■ Problem to work on
Look through the material below. Return exactly the lines from the one with "Target: light wood floor" through the one with "point_to(query) puts a dot on the framed", both included.

■ Material for this exercise
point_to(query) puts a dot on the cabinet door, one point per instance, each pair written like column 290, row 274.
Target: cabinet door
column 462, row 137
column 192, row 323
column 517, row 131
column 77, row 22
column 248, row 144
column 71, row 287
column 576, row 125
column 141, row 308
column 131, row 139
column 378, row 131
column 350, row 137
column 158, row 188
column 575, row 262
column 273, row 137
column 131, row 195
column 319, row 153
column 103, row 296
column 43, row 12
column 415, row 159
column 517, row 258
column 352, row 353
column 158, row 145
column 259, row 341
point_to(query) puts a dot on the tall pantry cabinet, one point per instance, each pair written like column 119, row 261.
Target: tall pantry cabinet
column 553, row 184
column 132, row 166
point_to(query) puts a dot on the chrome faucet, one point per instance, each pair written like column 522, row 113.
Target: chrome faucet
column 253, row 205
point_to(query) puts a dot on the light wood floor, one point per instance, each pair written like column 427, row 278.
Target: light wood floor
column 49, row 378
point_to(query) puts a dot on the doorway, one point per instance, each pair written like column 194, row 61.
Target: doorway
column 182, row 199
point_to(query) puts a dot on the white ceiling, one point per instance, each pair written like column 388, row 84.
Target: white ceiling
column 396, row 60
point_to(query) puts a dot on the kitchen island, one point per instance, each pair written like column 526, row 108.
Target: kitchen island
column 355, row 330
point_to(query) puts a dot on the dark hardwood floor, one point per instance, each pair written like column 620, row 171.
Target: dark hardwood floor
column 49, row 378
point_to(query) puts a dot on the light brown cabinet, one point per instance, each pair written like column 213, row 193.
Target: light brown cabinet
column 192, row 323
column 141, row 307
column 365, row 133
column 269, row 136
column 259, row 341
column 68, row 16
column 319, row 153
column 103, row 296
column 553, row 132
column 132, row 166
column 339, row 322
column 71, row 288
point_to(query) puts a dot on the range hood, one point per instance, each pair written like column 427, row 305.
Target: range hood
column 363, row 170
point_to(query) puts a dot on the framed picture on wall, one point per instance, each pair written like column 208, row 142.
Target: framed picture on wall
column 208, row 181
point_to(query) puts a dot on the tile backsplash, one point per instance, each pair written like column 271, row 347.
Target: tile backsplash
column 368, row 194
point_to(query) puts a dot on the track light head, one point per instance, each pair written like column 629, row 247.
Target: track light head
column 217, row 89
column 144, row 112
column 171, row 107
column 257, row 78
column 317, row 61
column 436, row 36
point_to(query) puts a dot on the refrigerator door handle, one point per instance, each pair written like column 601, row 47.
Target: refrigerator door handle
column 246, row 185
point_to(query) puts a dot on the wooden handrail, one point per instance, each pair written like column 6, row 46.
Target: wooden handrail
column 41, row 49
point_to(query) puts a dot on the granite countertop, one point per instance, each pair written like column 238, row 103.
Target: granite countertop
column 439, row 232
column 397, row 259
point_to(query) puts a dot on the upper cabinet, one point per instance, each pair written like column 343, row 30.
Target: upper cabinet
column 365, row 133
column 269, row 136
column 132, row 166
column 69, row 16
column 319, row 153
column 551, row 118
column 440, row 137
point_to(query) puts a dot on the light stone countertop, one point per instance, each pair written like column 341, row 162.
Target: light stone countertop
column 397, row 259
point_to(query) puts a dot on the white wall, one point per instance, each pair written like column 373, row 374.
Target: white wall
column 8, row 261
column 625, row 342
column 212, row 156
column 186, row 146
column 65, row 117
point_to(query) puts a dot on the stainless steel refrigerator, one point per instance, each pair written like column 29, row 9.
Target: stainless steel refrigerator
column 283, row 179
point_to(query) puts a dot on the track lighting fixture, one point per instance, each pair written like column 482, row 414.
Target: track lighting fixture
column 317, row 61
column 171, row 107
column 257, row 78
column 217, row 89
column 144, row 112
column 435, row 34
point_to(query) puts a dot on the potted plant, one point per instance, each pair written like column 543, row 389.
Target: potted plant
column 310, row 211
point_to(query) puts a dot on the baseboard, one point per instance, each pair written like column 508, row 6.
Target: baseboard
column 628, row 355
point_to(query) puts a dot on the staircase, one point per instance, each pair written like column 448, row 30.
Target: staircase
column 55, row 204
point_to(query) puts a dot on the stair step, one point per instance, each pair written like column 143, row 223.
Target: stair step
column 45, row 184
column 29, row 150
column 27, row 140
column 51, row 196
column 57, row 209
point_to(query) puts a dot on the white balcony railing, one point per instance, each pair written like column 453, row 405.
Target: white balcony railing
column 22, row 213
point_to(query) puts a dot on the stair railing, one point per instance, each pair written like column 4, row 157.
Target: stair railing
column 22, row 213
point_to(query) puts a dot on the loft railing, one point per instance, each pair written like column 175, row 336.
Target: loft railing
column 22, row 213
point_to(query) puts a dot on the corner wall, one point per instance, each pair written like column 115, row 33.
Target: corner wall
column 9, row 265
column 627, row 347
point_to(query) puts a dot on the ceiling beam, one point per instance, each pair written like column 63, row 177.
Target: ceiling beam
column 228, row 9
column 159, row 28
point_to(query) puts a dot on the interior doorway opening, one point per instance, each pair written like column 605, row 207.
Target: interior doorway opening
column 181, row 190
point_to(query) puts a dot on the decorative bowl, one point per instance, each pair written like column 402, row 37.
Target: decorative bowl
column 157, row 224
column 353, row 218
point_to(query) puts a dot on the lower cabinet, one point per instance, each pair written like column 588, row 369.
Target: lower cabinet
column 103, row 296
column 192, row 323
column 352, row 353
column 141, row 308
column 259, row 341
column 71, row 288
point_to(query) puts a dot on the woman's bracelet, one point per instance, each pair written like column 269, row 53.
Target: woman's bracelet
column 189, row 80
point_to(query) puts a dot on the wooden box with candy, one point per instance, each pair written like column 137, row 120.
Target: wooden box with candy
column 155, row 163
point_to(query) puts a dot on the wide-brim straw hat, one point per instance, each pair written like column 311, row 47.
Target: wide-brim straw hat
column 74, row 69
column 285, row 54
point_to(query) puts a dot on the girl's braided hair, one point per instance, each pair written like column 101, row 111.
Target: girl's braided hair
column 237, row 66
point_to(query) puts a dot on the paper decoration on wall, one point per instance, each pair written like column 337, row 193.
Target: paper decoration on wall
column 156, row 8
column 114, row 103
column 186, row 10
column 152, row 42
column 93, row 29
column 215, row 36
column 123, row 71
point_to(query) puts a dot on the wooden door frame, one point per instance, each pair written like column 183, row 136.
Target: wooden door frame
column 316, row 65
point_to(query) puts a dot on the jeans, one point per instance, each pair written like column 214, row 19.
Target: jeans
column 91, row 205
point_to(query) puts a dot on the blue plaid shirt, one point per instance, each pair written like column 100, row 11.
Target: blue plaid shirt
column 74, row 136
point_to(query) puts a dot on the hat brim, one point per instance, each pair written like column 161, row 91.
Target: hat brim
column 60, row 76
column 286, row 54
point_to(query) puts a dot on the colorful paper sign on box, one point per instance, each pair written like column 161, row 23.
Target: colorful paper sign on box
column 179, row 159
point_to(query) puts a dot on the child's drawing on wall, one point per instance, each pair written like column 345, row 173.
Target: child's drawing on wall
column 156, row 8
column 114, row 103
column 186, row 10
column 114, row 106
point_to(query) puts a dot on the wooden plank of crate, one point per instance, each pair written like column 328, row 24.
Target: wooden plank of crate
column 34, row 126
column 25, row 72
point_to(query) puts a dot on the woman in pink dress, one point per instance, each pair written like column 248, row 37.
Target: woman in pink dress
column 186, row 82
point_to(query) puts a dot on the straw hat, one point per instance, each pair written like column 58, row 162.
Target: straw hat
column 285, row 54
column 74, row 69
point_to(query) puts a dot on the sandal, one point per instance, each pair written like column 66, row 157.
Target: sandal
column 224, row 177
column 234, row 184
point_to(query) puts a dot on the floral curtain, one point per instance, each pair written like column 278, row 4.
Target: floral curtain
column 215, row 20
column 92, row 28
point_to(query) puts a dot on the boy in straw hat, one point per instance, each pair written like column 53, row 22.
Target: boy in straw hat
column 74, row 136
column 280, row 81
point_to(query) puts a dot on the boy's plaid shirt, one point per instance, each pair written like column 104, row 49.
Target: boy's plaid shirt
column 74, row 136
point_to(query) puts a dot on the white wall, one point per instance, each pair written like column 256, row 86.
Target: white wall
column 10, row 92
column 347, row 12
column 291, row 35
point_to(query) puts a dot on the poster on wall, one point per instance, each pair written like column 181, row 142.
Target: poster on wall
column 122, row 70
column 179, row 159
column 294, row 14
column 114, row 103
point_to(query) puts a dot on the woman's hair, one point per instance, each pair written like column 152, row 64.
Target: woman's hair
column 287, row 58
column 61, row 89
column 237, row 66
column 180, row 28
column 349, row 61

■ Answer section
Target: light wood floor
column 49, row 378
point_to(query) puts a dot on the doorway, one point per instance, each pair written like column 194, row 61.
Target: doorway
column 182, row 199
point_to(query) puts a dot on the white ceiling, one point per instance, each pair written like column 388, row 84.
Target: white ceiling
column 396, row 60
point_to(query) puts a dot on the kitchen island, one point per instance, each pair written like column 526, row 108.
Target: kitchen island
column 355, row 330
point_to(query) puts a dot on the dark hardwood floor, one point per instance, each pair written like column 620, row 171.
Target: dark hardwood floor
column 49, row 378
point_to(query) puts a dot on the light brown cabinet, one point per instance, each pair written like column 213, row 193.
Target: light brown cabinet
column 192, row 323
column 141, row 307
column 365, row 133
column 269, row 136
column 259, row 341
column 68, row 16
column 319, row 153
column 103, row 296
column 553, row 132
column 132, row 166
column 339, row 322
column 71, row 288
point_to(query) puts a dot on the range hood, one point per instance, each pair written like column 427, row 305.
Target: range hood
column 363, row 170
point_to(query) puts a dot on the framed picture on wall, one point per instance, each pair written like column 208, row 142.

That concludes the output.